=== WORK REQUIRED ===
Continue the RALPHBench benchmark description from the point where it stops.

====== SELECTED PASSAGE ======

RALPHBench (Recurrent Agents Learning on Long Programming Horizons) evaluates autonomous coding agents on extremely long-horizon software engineering tasks requiring sustained reasoning over 1,000–10,000+ steps on real production codebases.
Our goal is to build the most rigorous and comprehensive benchmark for measuring agent capabilities on the kind of multi-file, multi-day engineering challenges that real developers face — not just single-step bug fixes or isolated code generation.
RALPHBench evaluates:
- Whether agents can sustain coherent reasoning over thousands of steps
- How effectively agents handle real production-scale codebases
- Whether agents can complete full-system engineering tasks end-to-end
How to Get Involved
Getting Access
- Reach out via email: contribute@ralphbench.org
- Check the GitHub repo for open issues and contribution guidelines
Getting Started
- Read through the CONTRIBUTING.md on GitHub for basic context and orientation
- Review existing tasks to understand the format and difficulty expectations
What Tasks We Want
Task Categories
Greenfield Projects (build from scratch):
- Compilers, interpreters, and language tools
- Web browsers and rendering engines
- Databases and storage systems
- Full-stack web applications
Performance & ML Research (optimize and innovate):
- Performance profiling and optimization
- Numerical methods and scientific computing
- ML training pipelines and model engineering
Migration & Refactoring (transform existing code):
- Framework migrations (e.g., React class → hooks)

====== DATASET ROWS ======

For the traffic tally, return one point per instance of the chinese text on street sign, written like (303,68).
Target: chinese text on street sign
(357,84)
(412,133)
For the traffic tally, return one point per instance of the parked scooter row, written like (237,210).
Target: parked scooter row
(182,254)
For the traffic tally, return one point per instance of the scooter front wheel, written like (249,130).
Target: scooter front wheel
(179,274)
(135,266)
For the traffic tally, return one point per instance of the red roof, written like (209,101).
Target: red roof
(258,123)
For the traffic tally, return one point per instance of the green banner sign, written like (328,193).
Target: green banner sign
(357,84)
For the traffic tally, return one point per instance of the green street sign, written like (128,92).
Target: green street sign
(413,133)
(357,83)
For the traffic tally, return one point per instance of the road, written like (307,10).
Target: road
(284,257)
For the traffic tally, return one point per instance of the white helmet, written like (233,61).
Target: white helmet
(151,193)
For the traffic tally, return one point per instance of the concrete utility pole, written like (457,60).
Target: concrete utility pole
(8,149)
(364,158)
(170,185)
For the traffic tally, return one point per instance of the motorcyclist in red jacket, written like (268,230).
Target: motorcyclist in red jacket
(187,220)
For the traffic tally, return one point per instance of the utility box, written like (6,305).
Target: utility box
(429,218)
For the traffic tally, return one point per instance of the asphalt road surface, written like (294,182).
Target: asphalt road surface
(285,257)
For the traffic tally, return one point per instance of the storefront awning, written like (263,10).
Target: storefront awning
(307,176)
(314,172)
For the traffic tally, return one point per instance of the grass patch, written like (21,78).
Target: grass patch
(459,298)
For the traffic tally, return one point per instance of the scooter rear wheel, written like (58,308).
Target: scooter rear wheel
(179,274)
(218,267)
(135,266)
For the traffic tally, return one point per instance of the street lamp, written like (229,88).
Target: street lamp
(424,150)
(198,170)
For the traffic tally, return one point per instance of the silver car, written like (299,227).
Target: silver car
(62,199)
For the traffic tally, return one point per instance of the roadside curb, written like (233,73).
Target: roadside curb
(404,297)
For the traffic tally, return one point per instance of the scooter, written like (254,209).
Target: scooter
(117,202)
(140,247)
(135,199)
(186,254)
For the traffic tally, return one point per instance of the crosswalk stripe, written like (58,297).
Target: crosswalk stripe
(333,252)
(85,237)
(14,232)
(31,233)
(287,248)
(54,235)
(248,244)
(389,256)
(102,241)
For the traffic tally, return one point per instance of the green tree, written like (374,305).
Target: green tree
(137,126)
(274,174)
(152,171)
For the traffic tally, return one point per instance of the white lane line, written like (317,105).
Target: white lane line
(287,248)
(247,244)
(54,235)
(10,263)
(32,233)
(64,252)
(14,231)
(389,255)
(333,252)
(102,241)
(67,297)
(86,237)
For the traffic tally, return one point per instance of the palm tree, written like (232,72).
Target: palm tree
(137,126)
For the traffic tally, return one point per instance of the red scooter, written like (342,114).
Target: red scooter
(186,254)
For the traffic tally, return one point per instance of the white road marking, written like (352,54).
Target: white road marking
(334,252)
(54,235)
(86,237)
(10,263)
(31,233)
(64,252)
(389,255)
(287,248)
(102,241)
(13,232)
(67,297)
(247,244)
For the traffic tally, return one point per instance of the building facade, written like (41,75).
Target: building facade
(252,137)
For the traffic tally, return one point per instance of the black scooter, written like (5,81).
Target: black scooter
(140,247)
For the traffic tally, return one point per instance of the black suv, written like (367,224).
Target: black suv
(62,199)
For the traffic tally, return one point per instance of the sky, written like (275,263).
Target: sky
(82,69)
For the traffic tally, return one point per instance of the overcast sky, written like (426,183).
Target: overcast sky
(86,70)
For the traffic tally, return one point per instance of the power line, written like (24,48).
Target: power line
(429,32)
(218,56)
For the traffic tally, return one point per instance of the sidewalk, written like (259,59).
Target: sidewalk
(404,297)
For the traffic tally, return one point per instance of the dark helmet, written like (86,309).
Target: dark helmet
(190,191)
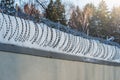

======

=== RESPONSE TO THIS EXERCISE ===
- API redesigns and versioning
- Large-scale multi-file refactors
Task Requirements
- Tasks must require 1,000+ steps for a competent agent to complete
- Real production codebases preferred over synthetic exercises
- Harbor format with oracle solution at 100% pass rate
- All tests must be deterministic and reproducible
- 4-hour wall-clock timeout per task
Task Format
Tasks follow the Harbor format:
task-name/
├── instruction.md # REQUIRED - Task description
├── task.toml # REQUIRED - Metadata and timeouts
├── environment/
│ └── Dockerfile # REQUIRED - Container with dependencies
├── solution/
│ └── solve.sh # REQUIRED - Oracle solution (must pass 100%)
└── tests/
├── test.sh # REQUIRED - Runs pytest
└── test_outputs.py # REQUIRED - Writes reward to /logs/verifier/reward.txtEvaluation Methodology
- Pass@1 Scoring: No partial credit — all tests must pass
- Step Counting: Measures agent efficiency (fewer steps = better)
- Time Limits: 4-hour wall-clock timeout per task
FAQ
Q: How do I qualify for authorship?
3 high-quality tasks merged to main = automatic authorship
Q: What if I contribute fewer tasks but help with other work?
We consider all contributions: infrastructure, experiments, paper writing, and more. Reach out to discuss!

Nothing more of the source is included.